We have enjoyed seeing these statements borne out by the developments of the past five years.

Changes in the Second Edition

In this new edition we have added substantially more tutorial material including expanded chapters in Part I on function objects and container, it- erator, and function adaptors, and two entirely new chapters in Part II containing substantial new examples. We have also gone through all example code and surrounding discussion, including the reference material in Part III, to bring them up to date with the final standard. (Although some ambiguities in the standard have been discovered since it was finalized, we believe that in most cases the remaining uncertainties about the meaning of STL component specifications have no important consequences for the practicing programmer. In the few cases where they might, we point them out.) We also added a new chapter in Part III describing utility components such as the pair and comparison classes, and a new appendix describing the STL-related features of the standard string class.

In this edition we have also adopted the "literate programming" style for presenting example programs and code fragments. For readers unfamiliar with this approach to simultaneous programming and documenting, a brief explanation is given in Chapter 2 and more details are presented in Chapter 12. One benefit of the literate programming approach is that coding details can be presented once and then referred to (by name and page number) many times, so readers do not have to read through the same details repeatedly. Another major benefit is that we have been able check even more thoroughly than before that all code is syntactically and logically correct, since literate programming tools make it easy to extract the code directly from the manuscript and compile and test it. A list of the compilers the code has been compiled and tested with is given in Appendix D.

Some History, from the Preface to the First Edition

Virtually all C++ programmers know that this language was originated by one person, Bjarne Stroustrup, who began thinking of how to extend the C language to support definition of classes and objects as early as 1979. So too, the architecture of STL is largely the creation of one person, Alexander Stepanov.

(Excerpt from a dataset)
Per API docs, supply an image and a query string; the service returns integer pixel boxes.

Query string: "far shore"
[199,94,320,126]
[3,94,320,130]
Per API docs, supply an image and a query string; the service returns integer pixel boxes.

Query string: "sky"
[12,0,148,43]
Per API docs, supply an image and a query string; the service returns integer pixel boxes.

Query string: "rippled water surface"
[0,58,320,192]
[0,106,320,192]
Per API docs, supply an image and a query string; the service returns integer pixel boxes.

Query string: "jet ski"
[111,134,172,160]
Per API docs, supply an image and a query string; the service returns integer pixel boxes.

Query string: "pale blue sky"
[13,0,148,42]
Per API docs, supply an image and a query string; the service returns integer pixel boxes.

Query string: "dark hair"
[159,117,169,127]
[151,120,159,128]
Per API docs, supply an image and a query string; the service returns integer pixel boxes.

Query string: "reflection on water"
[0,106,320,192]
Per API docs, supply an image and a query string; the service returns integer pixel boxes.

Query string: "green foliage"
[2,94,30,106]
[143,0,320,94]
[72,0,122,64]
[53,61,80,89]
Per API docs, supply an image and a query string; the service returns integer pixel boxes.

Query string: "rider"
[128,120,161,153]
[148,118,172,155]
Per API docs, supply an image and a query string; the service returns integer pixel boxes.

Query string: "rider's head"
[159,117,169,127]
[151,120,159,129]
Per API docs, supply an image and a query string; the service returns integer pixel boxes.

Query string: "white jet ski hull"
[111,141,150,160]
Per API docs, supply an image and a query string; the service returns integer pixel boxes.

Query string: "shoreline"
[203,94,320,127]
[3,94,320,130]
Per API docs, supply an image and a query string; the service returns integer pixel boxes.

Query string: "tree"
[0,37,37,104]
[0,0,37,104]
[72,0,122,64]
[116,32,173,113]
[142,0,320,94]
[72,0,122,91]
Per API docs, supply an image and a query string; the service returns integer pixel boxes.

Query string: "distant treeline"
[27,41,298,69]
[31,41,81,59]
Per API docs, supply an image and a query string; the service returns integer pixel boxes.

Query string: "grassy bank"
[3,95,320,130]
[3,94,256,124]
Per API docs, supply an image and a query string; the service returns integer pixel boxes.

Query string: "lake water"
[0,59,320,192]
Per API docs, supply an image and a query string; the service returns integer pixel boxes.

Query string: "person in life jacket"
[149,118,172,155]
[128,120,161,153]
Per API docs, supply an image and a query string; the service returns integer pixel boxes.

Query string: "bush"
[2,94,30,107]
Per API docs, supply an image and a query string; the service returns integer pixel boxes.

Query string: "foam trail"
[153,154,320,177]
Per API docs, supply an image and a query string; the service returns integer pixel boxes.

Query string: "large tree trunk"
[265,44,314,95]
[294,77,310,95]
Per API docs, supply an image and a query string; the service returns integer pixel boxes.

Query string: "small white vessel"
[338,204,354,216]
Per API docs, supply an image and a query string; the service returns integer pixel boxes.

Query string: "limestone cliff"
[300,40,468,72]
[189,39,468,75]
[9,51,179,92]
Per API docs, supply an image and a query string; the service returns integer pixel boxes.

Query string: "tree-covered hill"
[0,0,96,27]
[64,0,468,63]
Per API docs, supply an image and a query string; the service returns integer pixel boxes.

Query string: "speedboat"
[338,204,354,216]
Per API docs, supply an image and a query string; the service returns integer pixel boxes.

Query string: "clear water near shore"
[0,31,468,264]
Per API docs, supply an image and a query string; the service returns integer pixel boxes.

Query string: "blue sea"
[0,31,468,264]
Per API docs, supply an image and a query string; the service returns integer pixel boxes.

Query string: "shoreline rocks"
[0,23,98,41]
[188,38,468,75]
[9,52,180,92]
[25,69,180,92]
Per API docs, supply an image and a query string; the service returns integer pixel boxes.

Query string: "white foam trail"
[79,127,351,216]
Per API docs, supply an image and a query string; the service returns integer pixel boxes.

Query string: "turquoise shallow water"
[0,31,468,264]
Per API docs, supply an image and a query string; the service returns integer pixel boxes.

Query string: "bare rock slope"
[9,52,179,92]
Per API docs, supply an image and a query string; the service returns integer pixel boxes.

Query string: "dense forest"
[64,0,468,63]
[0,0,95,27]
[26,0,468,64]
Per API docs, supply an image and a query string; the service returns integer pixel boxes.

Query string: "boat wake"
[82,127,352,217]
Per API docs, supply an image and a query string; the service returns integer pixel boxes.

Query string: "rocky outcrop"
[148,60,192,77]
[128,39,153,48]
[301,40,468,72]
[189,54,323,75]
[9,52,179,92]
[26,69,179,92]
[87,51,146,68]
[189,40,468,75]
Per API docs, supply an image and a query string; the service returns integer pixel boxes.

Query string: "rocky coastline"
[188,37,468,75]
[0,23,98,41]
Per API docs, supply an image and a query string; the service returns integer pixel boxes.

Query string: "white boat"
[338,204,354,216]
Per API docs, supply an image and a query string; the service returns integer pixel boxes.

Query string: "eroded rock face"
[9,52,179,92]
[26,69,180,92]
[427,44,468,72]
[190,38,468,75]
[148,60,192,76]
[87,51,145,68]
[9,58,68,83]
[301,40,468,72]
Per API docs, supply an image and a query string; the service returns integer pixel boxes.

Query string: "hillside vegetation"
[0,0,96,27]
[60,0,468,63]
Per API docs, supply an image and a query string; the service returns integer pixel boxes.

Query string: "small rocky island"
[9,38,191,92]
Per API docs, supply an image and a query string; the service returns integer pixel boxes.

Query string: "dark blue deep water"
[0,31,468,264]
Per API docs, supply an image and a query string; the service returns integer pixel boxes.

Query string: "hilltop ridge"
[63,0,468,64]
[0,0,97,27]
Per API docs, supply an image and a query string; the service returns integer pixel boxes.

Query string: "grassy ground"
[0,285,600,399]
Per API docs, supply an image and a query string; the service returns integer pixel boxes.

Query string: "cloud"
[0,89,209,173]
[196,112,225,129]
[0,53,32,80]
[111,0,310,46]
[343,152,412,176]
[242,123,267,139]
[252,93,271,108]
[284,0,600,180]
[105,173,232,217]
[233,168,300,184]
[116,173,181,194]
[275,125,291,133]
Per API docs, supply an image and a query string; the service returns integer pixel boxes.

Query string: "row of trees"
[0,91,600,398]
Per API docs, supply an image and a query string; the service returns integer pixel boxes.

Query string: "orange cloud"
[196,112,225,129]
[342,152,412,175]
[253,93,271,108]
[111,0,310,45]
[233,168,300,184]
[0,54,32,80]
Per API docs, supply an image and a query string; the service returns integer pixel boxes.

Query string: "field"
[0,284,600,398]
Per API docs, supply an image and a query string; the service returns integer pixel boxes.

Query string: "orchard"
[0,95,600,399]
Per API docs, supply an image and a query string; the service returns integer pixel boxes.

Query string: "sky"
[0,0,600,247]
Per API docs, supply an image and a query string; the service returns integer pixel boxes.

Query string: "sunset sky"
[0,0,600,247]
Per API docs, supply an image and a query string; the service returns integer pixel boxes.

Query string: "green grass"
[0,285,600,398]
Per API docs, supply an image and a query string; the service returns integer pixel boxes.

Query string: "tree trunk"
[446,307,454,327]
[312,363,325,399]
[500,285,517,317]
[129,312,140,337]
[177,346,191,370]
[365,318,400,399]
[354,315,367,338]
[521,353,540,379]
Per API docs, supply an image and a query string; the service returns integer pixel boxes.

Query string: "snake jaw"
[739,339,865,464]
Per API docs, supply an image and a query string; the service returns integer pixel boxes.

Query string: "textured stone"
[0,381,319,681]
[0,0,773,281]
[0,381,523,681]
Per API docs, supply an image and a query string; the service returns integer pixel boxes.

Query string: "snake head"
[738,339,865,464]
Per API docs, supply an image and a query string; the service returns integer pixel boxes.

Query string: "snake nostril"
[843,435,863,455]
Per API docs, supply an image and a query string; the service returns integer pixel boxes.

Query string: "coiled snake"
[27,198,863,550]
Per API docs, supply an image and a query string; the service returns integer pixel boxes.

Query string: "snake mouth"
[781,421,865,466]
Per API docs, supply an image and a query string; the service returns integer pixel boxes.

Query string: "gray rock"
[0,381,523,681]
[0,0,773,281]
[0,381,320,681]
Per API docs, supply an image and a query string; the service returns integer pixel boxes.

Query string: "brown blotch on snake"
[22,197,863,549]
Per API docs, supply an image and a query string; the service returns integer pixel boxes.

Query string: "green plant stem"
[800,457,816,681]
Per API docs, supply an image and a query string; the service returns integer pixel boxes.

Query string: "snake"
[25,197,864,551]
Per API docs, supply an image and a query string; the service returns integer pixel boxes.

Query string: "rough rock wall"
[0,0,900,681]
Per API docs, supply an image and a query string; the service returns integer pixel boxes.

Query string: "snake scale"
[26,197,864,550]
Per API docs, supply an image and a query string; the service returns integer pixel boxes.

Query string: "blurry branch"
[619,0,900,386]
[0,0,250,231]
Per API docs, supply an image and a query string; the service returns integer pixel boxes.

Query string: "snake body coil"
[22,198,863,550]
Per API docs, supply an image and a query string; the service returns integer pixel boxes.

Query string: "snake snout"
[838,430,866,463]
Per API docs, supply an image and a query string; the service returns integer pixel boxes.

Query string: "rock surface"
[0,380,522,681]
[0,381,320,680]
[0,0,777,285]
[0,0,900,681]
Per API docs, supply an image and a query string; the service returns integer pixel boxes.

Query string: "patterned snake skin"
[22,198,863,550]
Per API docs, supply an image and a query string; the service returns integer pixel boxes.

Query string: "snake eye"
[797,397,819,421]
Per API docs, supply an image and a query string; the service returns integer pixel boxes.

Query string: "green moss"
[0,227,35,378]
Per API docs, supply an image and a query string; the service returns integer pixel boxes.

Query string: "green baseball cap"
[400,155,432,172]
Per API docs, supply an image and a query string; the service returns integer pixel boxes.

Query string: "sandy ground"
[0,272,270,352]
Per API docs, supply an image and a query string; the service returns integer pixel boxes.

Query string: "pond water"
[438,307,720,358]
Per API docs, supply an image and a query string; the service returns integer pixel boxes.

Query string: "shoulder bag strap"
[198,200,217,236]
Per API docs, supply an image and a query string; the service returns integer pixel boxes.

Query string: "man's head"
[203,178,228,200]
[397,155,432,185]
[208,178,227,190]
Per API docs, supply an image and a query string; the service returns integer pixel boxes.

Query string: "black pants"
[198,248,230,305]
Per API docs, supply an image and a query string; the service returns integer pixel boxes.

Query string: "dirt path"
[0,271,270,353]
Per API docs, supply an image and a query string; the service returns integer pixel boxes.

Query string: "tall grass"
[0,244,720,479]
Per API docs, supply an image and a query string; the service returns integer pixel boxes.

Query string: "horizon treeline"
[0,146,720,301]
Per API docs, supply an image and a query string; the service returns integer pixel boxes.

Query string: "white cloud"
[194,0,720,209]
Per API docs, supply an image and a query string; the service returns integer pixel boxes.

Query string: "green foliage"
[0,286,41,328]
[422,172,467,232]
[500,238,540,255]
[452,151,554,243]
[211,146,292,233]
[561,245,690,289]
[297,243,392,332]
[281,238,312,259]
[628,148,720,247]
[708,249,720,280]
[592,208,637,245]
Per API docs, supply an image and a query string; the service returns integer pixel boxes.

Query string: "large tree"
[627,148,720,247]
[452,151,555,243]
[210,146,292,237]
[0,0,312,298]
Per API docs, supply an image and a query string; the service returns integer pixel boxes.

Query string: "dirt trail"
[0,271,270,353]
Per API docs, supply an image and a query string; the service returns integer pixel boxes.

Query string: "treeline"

Instruction 1: Translate this sentence from the preface into Spanish: "So too, the architecture of STL is largely the creation of one person, Alexander Stepanov."
Instruction 2: Quote the passage of the preface starting at "Virtually all C++" and ending at "person, Alexander Stepanov.".

Complete response 1: Del mismo modo, la arquitectura de la STL es en gran medida la creación de una sola persona, Alexander Stepanov.

Complete response 2:
Virtually all C++ programmers know that this language was originated by one person, Bjarne Stroustrup, who began thinking of how to extend the C language to support definition of classes and objects as early as 1979. So too, the architecture of STL is largely the creation of one person, Alexander Stepanov.